_Passage_
2.1         This Chapter discusses the amendments that are made in relation to the treatment of insurance for GST purposes. Amendments are made to the GST Act in relation to:

·          State stamp duties;

·          statutory compensation schemes;

·          court orders and judgments;

·          the exclusion of certain insurance schemes from Division 78;

·          treatment of workers’ compensation and compulsory third party insurance;

·          supplies by insurers in settling claims;

·          excesses;

·          subrogation;

·          insurance brokers and tax invoices; and

·          insured’s GST liability on settlements.

2.2         An amendment to the GST Transition Act is made in relation to the CTP insurance and the transition to GST.

Summary

2.3         The amendments ensure that State stamp duties on insurance premiums are not subject to GST.

2.4         The amendments allow prescribed statutory compensation schemes to be brought within the operation of Division 78.

2.5         The amendments ensure that there is no difference for the purposes of Division 78 in the treatment of a settlement if it is made under a court order or judgment.

2.6         The amendments allow certain government insurance schemes to be excluded from Division 78 through regulation.

2.7         Amendments are made in relation to workers’ compensation and compulsory third party insurance to reduce compliance costs that would otherwise arise.

2.8         The amendments provide that certain supplies by insurers made as settlement of a claim are not taxable supplies.

2.9         Amendments are made to the provisions dealing with the payment of excesses to ensure consistency of treatment for GST purposes.

2.10       Amendments are made in relation to the treatment of settlements made when an insurer is making a claim in exercise of its rights of subrogation.

2.11       The amendments ensure that insurance brokers can issue tax invoices on behalf of insurers.

2.12       The amendments ensure that the insured entity’s GST liability on a settlement is proportional to its input tax credit entitlement on the premium.

2.13       The amendment has the effect that there is no input tax credits on premiums paid for compulsory third party insurance, and hence no GST liability on any related settlements, for the first 3 years of GST.

_Given entries_

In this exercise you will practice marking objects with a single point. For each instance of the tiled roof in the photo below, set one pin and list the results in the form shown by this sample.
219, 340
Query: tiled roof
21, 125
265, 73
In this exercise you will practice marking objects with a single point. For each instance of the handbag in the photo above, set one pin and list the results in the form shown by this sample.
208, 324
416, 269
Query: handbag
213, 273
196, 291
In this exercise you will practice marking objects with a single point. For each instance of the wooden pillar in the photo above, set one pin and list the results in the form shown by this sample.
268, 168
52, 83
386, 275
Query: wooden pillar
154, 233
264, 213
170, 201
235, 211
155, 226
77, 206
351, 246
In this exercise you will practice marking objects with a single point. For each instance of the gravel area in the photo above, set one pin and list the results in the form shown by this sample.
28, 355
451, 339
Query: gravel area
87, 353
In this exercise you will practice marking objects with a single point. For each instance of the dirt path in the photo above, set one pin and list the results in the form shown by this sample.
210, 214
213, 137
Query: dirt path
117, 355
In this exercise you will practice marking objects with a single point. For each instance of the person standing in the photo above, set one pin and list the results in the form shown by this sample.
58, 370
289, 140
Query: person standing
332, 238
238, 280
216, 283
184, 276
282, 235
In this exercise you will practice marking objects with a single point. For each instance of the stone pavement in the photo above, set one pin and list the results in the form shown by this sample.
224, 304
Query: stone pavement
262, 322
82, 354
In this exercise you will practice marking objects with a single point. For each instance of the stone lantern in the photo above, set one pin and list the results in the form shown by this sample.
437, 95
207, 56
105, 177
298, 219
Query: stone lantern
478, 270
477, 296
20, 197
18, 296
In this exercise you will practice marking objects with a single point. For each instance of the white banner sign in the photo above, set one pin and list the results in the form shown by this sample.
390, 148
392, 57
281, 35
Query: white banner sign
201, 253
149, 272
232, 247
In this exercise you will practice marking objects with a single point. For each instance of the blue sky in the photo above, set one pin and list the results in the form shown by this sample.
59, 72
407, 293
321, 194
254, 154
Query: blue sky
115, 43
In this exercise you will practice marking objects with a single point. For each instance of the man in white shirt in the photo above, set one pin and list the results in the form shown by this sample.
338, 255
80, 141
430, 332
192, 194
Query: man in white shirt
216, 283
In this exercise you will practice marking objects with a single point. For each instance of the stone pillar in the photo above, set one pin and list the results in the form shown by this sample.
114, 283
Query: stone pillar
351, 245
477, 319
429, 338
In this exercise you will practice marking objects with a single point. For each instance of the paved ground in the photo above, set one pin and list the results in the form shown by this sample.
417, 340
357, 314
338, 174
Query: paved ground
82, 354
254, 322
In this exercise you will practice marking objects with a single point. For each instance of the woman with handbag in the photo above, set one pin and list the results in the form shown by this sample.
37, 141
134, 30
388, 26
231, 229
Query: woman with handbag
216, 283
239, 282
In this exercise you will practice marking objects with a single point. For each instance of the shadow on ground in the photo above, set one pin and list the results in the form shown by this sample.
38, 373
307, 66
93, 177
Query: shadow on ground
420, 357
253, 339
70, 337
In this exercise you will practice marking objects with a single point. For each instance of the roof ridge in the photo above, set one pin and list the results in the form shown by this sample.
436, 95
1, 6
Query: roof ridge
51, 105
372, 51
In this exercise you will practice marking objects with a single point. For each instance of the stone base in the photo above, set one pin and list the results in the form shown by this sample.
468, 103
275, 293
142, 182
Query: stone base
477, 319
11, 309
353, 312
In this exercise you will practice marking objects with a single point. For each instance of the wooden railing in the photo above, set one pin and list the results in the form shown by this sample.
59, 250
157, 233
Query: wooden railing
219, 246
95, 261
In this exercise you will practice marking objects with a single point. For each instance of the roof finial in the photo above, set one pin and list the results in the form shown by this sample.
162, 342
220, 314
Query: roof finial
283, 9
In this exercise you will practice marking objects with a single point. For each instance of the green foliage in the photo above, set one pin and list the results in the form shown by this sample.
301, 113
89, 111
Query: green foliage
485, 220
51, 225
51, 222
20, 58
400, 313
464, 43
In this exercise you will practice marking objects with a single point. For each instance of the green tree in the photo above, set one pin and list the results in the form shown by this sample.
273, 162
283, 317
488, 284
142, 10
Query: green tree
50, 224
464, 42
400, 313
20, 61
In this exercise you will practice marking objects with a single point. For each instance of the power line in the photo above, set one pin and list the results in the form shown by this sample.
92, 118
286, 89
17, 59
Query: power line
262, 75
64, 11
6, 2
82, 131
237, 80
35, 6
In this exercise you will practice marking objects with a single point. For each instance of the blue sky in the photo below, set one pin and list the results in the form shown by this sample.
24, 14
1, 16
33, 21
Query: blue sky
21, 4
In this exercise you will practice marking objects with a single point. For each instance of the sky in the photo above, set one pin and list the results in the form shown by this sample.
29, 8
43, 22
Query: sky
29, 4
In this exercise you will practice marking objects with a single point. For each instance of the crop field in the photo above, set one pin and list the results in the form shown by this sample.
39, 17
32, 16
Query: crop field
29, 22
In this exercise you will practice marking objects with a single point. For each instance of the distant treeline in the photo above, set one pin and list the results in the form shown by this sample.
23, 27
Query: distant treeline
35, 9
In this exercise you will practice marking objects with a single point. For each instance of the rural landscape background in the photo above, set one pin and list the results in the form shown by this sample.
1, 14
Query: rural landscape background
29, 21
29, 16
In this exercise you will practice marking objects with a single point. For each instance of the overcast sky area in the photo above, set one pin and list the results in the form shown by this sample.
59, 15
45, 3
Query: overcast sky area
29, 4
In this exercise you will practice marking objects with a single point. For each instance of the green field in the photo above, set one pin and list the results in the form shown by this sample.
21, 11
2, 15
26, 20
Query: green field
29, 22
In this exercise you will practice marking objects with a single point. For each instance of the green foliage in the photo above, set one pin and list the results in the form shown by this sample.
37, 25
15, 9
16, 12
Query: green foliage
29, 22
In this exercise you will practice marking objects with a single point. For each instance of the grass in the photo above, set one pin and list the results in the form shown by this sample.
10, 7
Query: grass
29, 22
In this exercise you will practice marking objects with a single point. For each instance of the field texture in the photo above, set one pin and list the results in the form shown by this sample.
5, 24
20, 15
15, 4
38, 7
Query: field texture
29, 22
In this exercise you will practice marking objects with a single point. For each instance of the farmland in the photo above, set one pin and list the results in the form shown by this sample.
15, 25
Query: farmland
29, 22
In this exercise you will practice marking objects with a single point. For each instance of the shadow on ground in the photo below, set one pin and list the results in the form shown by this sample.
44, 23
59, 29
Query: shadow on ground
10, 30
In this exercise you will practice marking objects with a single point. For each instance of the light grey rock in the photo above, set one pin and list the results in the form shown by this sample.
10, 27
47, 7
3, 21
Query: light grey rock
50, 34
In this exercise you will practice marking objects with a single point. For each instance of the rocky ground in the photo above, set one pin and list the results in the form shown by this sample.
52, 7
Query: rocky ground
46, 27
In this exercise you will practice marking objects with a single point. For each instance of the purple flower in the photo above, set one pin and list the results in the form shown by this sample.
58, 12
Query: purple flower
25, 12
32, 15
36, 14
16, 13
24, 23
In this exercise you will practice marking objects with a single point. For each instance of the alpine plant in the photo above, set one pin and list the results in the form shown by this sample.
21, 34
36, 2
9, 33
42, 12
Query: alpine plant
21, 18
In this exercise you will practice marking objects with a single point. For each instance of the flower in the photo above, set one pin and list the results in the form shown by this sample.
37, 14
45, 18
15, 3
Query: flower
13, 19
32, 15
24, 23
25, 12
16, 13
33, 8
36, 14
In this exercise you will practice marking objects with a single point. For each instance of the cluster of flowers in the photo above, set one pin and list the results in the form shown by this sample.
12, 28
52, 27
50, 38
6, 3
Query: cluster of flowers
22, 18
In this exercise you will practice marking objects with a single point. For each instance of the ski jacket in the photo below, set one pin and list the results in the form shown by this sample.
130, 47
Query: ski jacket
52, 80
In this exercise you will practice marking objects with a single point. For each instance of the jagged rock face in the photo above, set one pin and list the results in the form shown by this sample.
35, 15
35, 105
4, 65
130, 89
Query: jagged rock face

_Set tasks_
1 > In the passage on GST and insurance, how would you render "The amendments ensure that insurance brokers can issue tax invoices on behalf of insurers." in Spanish?
2 > According to the passage on GST and insurance, why are amendments made in relation to workers' compensation and compulsory third party insurance?
3 > Carry the passage on GST and insurance forward from its last paragraph.
The listing comes from a separate source.

_In response_
1 > Las modificaciones garantizan que los corredores de seguros puedan emitir facturas fiscales en nombre de las aseguradoras.

2 > They are made to reduce compliance costs that would otherwise arise.

3 >
Amendments in Schedule 1

State stamp duties

2.14       State stamp duty legislation imposes a stamp duty liability on insurers in relation to insurance policies they sell. The stamp duty legislation is generally framed such that duty is calculated on the GST inclusive premium. The GST law is framed such that GST is calculated on the premium inclusive of an amount for the stamp duty the insurer has had to pay and is recovering from the insured as part of the premium. This makes it somewhat difficult to calculate the correct amount of stamp duty and the correct amount of GST.

2.15        Item 31 inserts new section 78-3 to address this issue. The effect of the new section is that GST is calculated on the stamp duty exclusive value of the premium. This is achieved by excluding the amount of any stamp duty payable under a State law or Territory law in respect of the premium.

Statutory compensation schemes

2.16       Some statutory compensation schemes do not fall within the definition of insurance in subsection 78-5(4) and therefore are not covered by Division 78. Other statutory compensation schemes are insurance and are covered by Division 78. For example, some workers’ compensation schemes are within the definition of insurance and others are not. The Government’s intention is to treat such statutory compensation schemes similarly.

2.17       New Subdivision 78-F is inserted by item 42 to deal with statutory compensation schemes.

2.18       New section 78-130 ensures that any payments towards or under a statutory compensation scheme and any settlement of a claim for compensation under such a scheme are treated in the same manner as payments for an insurance policy and a settlement of a claim under an insurance policy. Statutory compensation scheme is defined in new section 78-135 . Note that the scheme has to be specified in the regulations or of the type specified in the regulations to be brought within the operation of Division 78.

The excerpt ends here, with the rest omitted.